**Requirement**: Gather every line in the items below that contains the string "daisy", and copy each of those lines unchanged.

**Input rows**:
****************************************

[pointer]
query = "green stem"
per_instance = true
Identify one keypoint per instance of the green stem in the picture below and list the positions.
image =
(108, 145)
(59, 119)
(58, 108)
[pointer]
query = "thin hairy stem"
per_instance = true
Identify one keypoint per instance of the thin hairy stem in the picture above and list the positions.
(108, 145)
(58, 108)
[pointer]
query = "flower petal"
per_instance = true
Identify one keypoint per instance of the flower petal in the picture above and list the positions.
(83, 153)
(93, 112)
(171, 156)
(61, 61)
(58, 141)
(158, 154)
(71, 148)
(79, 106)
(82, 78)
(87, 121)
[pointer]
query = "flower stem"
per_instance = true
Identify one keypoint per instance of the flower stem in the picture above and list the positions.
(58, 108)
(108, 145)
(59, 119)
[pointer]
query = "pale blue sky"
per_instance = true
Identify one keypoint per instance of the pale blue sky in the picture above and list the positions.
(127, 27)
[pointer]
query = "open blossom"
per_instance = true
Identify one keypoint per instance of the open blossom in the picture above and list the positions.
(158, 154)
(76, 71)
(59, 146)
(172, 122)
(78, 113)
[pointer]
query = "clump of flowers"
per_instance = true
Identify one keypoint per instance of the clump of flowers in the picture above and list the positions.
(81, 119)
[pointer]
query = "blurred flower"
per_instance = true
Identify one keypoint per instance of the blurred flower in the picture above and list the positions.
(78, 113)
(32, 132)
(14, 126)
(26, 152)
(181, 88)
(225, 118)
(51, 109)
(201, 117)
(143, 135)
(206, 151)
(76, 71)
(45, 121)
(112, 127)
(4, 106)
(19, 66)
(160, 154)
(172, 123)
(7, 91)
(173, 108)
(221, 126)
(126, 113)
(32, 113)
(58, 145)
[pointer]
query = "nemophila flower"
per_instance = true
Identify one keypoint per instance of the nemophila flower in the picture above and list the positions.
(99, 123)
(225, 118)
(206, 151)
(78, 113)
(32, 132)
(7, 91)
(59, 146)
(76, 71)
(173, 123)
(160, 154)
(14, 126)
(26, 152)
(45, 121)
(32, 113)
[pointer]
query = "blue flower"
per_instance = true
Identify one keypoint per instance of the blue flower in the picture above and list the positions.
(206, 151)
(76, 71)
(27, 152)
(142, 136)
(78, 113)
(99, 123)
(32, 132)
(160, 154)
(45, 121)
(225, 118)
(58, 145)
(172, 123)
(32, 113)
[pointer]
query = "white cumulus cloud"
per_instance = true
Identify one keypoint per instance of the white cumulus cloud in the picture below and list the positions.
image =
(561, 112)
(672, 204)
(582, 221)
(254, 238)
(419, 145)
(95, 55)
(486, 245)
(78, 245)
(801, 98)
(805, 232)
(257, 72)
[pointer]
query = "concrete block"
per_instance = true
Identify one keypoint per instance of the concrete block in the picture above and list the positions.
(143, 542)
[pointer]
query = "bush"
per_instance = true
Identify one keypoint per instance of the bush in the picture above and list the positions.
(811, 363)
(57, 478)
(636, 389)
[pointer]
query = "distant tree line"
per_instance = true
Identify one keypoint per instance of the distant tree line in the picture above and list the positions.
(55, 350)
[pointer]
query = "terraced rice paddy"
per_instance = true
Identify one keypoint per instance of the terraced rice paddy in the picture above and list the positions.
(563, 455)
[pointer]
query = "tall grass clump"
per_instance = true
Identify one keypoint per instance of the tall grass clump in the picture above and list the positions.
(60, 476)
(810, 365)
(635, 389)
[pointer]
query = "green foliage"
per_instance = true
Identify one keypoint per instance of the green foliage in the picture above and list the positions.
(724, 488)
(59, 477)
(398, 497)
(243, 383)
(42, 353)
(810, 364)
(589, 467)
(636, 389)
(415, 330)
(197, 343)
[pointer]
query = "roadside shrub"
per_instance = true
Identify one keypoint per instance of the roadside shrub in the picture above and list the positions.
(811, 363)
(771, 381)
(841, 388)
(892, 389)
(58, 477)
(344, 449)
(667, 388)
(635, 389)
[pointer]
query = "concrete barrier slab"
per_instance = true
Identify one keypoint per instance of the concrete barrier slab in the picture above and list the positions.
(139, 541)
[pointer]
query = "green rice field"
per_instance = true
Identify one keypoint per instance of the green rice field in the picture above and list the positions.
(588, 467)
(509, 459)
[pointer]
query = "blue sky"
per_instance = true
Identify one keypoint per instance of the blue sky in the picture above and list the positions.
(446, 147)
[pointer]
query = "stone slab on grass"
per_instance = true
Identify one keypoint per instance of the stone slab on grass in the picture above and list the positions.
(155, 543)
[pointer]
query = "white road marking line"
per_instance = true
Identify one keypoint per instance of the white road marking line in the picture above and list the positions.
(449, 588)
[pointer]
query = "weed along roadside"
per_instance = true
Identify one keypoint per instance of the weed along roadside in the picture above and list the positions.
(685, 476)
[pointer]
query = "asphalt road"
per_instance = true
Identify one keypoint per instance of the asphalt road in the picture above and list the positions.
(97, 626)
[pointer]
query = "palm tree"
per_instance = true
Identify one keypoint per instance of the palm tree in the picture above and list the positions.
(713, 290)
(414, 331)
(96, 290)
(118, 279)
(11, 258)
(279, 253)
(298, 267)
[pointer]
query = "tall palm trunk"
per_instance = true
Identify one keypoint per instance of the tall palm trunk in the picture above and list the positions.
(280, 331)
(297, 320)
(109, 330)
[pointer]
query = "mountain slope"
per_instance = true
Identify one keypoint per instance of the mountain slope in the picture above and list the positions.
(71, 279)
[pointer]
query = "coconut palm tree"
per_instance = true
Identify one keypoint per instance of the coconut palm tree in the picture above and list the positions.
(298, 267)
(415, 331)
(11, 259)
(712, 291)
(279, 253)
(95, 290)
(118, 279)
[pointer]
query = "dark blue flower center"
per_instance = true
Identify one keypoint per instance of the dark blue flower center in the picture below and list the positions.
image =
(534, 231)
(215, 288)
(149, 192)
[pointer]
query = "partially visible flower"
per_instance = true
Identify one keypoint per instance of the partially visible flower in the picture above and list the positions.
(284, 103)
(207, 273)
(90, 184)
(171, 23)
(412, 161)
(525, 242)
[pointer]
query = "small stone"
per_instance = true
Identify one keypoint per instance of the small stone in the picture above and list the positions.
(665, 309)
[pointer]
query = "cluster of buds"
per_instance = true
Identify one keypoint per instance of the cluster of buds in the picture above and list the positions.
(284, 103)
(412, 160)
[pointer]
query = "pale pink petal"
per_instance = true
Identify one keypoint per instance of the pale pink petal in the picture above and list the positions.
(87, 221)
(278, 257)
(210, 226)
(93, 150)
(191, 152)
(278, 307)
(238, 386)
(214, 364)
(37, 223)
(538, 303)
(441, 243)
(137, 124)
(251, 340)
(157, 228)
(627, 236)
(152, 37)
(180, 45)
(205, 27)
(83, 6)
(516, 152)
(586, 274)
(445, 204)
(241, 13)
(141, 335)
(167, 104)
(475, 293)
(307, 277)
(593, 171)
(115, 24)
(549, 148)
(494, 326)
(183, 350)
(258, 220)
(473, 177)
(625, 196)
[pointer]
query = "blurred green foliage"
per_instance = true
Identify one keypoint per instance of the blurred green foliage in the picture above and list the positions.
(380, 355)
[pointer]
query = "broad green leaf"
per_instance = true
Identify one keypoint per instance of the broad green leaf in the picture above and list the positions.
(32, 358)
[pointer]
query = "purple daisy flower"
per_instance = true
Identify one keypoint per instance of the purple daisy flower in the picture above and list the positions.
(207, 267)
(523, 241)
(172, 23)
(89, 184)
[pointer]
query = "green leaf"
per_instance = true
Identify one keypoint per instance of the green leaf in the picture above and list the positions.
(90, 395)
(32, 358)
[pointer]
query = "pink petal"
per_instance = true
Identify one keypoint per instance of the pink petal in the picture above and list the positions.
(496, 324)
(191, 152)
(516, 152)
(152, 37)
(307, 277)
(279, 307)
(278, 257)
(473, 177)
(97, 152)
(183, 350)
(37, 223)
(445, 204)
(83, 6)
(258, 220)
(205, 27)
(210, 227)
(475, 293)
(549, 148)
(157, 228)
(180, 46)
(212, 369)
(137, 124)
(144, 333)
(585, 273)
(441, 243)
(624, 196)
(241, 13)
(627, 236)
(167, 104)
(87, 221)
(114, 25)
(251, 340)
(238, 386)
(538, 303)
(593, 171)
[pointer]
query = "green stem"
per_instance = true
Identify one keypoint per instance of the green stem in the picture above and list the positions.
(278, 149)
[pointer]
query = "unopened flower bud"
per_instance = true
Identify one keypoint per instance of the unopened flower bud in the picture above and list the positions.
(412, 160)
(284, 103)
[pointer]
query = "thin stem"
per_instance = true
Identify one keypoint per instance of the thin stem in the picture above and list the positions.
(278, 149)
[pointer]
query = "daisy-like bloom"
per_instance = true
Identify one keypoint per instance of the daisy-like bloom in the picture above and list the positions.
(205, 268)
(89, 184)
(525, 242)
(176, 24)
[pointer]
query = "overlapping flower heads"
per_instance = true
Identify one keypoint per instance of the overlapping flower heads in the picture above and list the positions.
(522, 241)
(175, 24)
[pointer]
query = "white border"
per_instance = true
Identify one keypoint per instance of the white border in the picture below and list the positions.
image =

****************************************

**Task answer**:
query = "purple daisy flower"
Identify one keypoint per instance of the purple daisy flower in the picture above and list the positions.
query = "daisy-like bloom"
Identify one keypoint per instance of the daisy-like bloom in the picture above and list the positions.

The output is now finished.